▸ **Text passage**
* * *
Yes, I can only image the color renditions different brands of TVs had back then! And for those of use who still had the B&Ws sometime it took awhile for the picture to get to full brightness...


----------



## Mark McGovern (Apr 25, 1999)

And here's something else - a competitive modeler might obsess over painting the _Enterprise_ in The One True Gray in order to impress contest judges. I have judged at many IPMS contests myself, and we judges are always instructed not to ding an entry because of its color scheme. That's because getting perfect color matches in hobby paints to the finishes on real life vehicles is almost impossible. Judges look at models for proper construction techniques, how well the paint and decals were applied, and so on - but not whether they were painted the "proper" colors.


----------



## mach7 (Mar 25, 2002)
* * *
▸ **Set problem**
Please reproduce the part of the forum thread above that opens with the words containing "## Mark McGovern" and closes with "(Mar 25, 2002)".

(Rows from a collection)
* * *
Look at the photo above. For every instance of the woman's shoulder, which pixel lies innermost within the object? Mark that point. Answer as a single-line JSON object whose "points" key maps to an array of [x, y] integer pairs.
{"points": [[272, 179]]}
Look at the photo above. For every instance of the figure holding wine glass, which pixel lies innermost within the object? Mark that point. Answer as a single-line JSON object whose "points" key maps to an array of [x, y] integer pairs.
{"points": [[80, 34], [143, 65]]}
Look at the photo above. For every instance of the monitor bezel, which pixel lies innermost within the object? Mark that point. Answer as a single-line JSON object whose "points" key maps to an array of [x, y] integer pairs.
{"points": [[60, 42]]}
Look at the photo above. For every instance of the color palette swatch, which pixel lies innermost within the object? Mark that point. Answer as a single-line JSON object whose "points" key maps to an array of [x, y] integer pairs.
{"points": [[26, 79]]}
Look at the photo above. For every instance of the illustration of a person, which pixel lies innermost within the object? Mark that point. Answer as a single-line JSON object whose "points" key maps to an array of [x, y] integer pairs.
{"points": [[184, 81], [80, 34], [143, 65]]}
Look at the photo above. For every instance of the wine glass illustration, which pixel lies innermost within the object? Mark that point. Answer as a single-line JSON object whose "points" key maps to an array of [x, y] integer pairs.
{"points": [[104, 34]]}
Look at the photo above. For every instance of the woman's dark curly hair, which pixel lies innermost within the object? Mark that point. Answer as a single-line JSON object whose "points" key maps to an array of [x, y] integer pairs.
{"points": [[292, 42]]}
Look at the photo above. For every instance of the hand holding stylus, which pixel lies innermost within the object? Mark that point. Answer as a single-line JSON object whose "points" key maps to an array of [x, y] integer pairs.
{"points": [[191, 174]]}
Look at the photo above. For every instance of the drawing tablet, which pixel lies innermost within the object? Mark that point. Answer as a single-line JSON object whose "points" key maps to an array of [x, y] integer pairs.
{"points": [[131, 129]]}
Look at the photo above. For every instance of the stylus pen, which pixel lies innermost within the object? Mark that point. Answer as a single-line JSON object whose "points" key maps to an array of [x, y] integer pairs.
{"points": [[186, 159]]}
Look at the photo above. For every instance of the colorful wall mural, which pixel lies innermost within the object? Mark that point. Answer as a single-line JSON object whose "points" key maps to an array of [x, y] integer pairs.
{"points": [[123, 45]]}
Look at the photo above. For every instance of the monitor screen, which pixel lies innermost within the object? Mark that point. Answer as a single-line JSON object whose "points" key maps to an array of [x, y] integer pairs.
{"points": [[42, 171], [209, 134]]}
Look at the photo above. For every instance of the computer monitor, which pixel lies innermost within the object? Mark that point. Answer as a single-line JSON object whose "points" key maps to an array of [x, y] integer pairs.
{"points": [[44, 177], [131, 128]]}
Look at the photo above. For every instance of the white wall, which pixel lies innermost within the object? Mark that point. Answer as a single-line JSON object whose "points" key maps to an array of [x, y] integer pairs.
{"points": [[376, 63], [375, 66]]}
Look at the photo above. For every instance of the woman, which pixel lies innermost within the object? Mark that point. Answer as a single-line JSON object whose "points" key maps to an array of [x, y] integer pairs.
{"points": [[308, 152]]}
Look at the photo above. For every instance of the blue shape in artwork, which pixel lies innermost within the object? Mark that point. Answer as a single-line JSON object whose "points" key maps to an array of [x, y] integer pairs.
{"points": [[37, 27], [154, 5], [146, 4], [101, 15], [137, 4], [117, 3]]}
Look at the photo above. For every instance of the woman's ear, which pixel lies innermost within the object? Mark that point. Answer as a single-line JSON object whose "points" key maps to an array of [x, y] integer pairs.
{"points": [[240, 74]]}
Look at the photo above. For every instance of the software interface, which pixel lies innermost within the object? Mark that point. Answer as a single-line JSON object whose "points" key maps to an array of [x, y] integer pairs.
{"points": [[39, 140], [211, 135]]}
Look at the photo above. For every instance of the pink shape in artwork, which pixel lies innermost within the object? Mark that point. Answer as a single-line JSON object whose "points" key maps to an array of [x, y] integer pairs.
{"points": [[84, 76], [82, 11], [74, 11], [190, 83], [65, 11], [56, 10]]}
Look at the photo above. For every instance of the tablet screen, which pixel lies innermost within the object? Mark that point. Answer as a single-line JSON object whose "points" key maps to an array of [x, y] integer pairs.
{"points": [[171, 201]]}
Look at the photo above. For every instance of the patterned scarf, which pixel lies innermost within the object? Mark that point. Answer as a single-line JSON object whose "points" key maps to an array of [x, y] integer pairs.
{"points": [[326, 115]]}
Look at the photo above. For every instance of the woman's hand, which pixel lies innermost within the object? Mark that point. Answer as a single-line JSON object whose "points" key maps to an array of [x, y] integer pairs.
* * *
▸ **Finished answer**
## Mark McGovern (Apr 25, 1999)

And here's something else - a competitive modeler might obsess over painting the _Enterprise_ in The One True Gray in order to impress contest judges. I have judged at many IPMS contests myself, and we judges are always instructed not to ding an entry because of its color scheme. That's because getting perfect color matches in hobby paints to the finishes on real life vehicles is almost impossible. Judges look at models for proper construction techniques, how well the paint and decals were applied, and so on - but not whether they were painted the "proper" colors.


----------



## mach7 (Mar 25, 2002)